■ **Bacaan yang Disediakan**:
Lalu dibuatlah skenario baru; lokasi pembuangannya diperjauh, ke Afrika
Selatan.
Bulan
Juli 1693 adalah kali pertama bagi Syekh Yusuf dan 49 pengikutnya menginjakkan
kaki di Afrika selatan. Mereka sampai di Tanjung Harapan dengan kapal De
Voetboog dan ditempatkan di daerah Zandvliet dekat pantai (tempat ini kemudian
disebut Madagaskar). Di negeri baru ini, ia kembali menekuni jalan dakwah. Saat
itu, Islam di Afrika Selatan tengah berkembang. Salah satu pelopor penyebaran
Islam di Imam Abdullah ibn Kadi Abdus Salaam atau lebih dikenal dengan julukan
Tuan Guru (mister teacher). Tuan Guru lahir di Tidore. Tahun 1780, ia dibuang
ke Afrika Selatan karena aktivitasnya menentang penjajah Belanda. Selama 13
tahun ia mendekam sebagai tahanan di Pulau Robben, sebelum akhirnya dipindah ke
Cape Town. Kendati hidup sebagai tahanan, aktivitas dakwah pimpinan perlawanan
rakyat di Indonesia Timur ini tak pernah surut. Jalan yang sama ditempuh Syekh
Yusuf. Dalam waktu singkat ia telah mengumpulkan banyak pengikut. Selama enam
tahun di Afrika Selatan, tak banyak yang diketahui tentang dirinya, sebab dia
tidak bisa lagi bertemu dengan jamaah haji dari Nusantara. Usianya pun saat itu
telah lanjut, 67 tahun. Ia tinggal di Tanjung Harapan sampai wafat tanggal 23
Mei 1699 dalam usia 73 tahun. Makamnya sampai sekarang dapat ditemui di empat
tempat yaitu Gowa, Sulawesi Selatan, Banten, Srilangka, dan Cape Town, Kampung
Macassar Afrika Selatan.

■ **Latihan Tertulis A**: Dalam bacaan tentang Syekh Yusuf, naik kapal apa ia dan para pengikutnya sampai di Tanjung Harapan?
Bacaan dan catatan ini tidak ada hubungannya satu sama lain.

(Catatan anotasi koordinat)

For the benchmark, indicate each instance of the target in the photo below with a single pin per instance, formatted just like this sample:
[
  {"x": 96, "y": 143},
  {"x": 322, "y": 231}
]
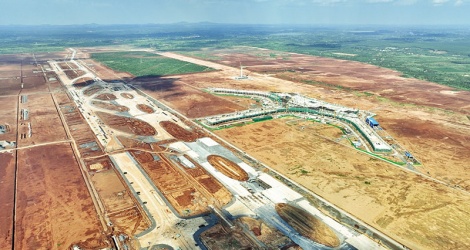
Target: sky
[{"x": 314, "y": 12}]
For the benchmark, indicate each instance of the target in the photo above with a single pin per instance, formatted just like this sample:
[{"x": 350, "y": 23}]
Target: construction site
[{"x": 222, "y": 168}]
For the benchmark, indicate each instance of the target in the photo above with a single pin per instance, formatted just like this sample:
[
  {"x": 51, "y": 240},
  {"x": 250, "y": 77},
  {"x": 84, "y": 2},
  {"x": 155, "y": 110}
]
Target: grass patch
[{"x": 141, "y": 63}]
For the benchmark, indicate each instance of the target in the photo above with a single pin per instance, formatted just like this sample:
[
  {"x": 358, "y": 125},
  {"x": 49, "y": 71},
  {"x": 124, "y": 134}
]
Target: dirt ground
[
  {"x": 46, "y": 125},
  {"x": 429, "y": 120},
  {"x": 127, "y": 124},
  {"x": 227, "y": 167},
  {"x": 8, "y": 116},
  {"x": 119, "y": 204},
  {"x": 127, "y": 95},
  {"x": 220, "y": 238},
  {"x": 417, "y": 212},
  {"x": 307, "y": 225},
  {"x": 89, "y": 91},
  {"x": 54, "y": 208},
  {"x": 145, "y": 108},
  {"x": 272, "y": 238},
  {"x": 188, "y": 190},
  {"x": 7, "y": 183},
  {"x": 189, "y": 101},
  {"x": 80, "y": 130},
  {"x": 110, "y": 106},
  {"x": 106, "y": 97},
  {"x": 178, "y": 132}
]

■ **Latihan Tertulis B**: Tuliskan lagi semua baris catatan anotasi koordinat tanpa mengubah apa pun, tetapi jangan sertakan gambarnya.

■ **Hasil Tugas A**: Kapal De Voetboog.

■ **Hasil Tugas B**:
For the benchmark, indicate each instance of the target in the photo below with a single pin per instance, formatted just like this sample:
[
  {"x": 96, "y": 143},
  {"x": 322, "y": 231}
]
Target: sky
[{"x": 314, "y": 12}]
For the benchmark, indicate each instance of the target in the photo above with a single pin per instance, formatted just like this sample:
[{"x": 350, "y": 23}]
Target: construction site
[{"x": 222, "y": 168}]
For the benchmark, indicate each instance of the target in the photo above with a single pin per instance, formatted just like this sample:
[
  {"x": 51, "y": 240},
  {"x": 250, "y": 77},
  {"x": 84, "y": 2},
  {"x": 155, "y": 110}
]
Target: grass patch
[{"x": 141, "y": 63}]
For the benchmark, indicate each instance of the target in the photo above with a single pin per instance, formatted just like this sample:
[
  {"x": 358, "y": 125},
  {"x": 49, "y": 71},
  {"x": 124, "y": 134}
]
Target: dirt ground
[
  {"x": 46, "y": 125},
  {"x": 429, "y": 120},
  {"x": 127, "y": 124},
  {"x": 227, "y": 167},
  {"x": 8, "y": 116},
  {"x": 119, "y": 204},
  {"x": 127, "y": 95},
  {"x": 220, "y": 238},
  {"x": 417, "y": 212},
  {"x": 307, "y": 225},
  {"x": 89, "y": 91},
  {"x": 54, "y": 208},
  {"x": 145, "y": 108},
  {"x": 272, "y": 238},
  {"x": 188, "y": 190},
  {"x": 7, "y": 183},
  {"x": 189, "y": 101},
  {"x": 80, "y": 130},
  {"x": 110, "y": 106},
  {"x": 106, "y": 97},
  {"x": 178, "y": 132}
]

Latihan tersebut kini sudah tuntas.